▶ [Instructions to follow]:
Provide the records once more, identical to the original.

▶ [Saved entries]:
=== Begin Enclosure ===
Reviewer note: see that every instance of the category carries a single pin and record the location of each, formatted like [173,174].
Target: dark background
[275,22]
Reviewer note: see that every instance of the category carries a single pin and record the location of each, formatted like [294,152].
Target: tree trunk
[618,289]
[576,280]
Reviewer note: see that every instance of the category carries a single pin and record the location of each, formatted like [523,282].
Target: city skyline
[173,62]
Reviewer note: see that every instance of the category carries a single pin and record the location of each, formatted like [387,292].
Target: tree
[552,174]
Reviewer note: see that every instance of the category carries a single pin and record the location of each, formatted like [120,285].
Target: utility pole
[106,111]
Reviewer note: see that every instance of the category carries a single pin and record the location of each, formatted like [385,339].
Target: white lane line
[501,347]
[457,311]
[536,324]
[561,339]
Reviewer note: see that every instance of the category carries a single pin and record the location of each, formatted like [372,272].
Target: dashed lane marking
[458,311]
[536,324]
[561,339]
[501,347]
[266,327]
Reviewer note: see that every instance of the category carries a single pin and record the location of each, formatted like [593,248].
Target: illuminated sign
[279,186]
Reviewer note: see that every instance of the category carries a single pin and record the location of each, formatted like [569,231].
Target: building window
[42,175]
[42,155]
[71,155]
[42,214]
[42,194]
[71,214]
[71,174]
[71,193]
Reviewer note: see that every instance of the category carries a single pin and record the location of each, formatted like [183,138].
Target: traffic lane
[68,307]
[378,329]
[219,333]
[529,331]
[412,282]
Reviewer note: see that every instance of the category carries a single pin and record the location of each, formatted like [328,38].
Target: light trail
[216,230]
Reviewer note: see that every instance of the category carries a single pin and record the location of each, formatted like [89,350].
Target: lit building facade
=== End Enclosure ===
▶ [Answer for this exercise]:
Reviewer note: see that every instance of the category carries a single pin and record the location of each, formatted like [173,174].
Target: dark background
[275,22]
Reviewer note: see that every instance of the category carries a single pin and record the location of each, formatted like [294,152].
Target: tree trunk
[618,289]
[576,280]
Reviewer note: see that every instance of the category carries a single pin and record the location of each, formatted like [523,282].
Target: city skyline
[173,62]
Reviewer note: see that every instance of the category carries a single pin and record the location of each, formatted like [387,292].
Target: tree
[552,174]
Reviewer note: see that every instance of the category carries a single pin and record the location of each, formatted like [120,285].
Target: utility pole
[106,111]
Reviewer note: see that every instance of the category carries a single pin and record the location of each, formatted like [385,339].
Target: white lane line
[501,347]
[457,311]
[536,324]
[561,339]
Reviewer note: see that every instance of the category carries a single pin and record the location of each, formatted like [372,272].
Target: dashed lane marking
[458,311]
[536,324]
[561,339]
[501,347]
[266,327]
Reviewer note: see that every instance of the category carries a single pin and record the location of each, formatted like [593,248].
Target: illuminated sign
[279,186]
Reviewer note: see that every instance of the category carries a single pin and record the location of each, formatted like [569,231].
Target: building window
[42,175]
[42,155]
[71,155]
[42,214]
[42,194]
[71,214]
[71,174]
[71,193]
Reviewer note: see that every instance of the category carries a single pin and record the location of each, formatted like [183,138].
Target: traffic lane
[68,307]
[378,329]
[219,333]
[529,331]
[412,282]
Reviewer note: see that every instance of the category carries a single pin and record the location of each, formatted like [328,38].
Target: light trail
[216,230]
Reviewer note: see that every instance of the category carries a single pin and record the location of each, formatted like [89,350].
Target: lit building facade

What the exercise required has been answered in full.